INSTRUÇÃO A:
Segundo o texto sobre o manto de D. Amélia, que montante pretende angariar a campanha de crowdfunding?
INSTRUÇÃO B:
Extraia, sem qualquer alteração, do texto sobre o manto de D. Amélia tudo o que vai desde "É preciso subir" até "e na prata.".

É preciso subir ao primeiro andar do antigo Picadeiro do Palácio Real de Belém, onde entre 1905 e 2015 esteve instalado o Museu dos Coches, e ir mesmo até ao fundo, até ao canto do lado esquerdo para, numa vitrina, se descobrir o único tesouro nacional do museu que não é um veículo. Aí está o manto rosa, bordado a prata, que a cidade de Paris ofereceu a D. Amélia, por altura do seu casamento com D. Carlos I. E que em 1936 a fundadora do museu doou à instituição que criara. Foi o simbolismo da peça que levou o Grupo de Amigos do Museu Nacional dos Coches a apostar no seu restauro, lançando para uma campanha de crowdfunding que pretende angariar seis mil euros, o valor necessário para atenuar os sinais dos tempos que se instalaram no veludo e na prata.

DADOS:
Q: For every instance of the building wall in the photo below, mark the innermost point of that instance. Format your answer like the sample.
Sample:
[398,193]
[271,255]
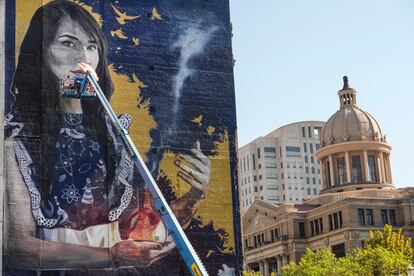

RESPOSTA CORRETA A:
Seis mil euros.

RESPOSTA CORRETA B:
É preciso subir ao primeiro andar do antigo Picadeiro do Palácio Real de Belém, onde entre 1905 e 2015 esteve instalado o Museu dos Coches, e ir mesmo até ao fundo, até ao canto do lado esquerdo para, numa vitrina, se descobrir o único tesouro nacional do museu que não é um veículo. Aí está o manto rosa, bordado a prata, que a cidade de Paris ofereceu a D. Amélia, por altura do seu casamento com D. Carlos I. E que em 1936 a fundadora do museu doou à instituição que criara. Foi o simbolismo da peça que levou o Grupo de Amigos do Museu Nacional dos Coches a apostar no seu restauro, lançando para uma campanha de crowdfunding que pretende angariar seis mil euros, o valor necessário para atenuar os sinais dos tempos que se instalaram no veludo e na prata.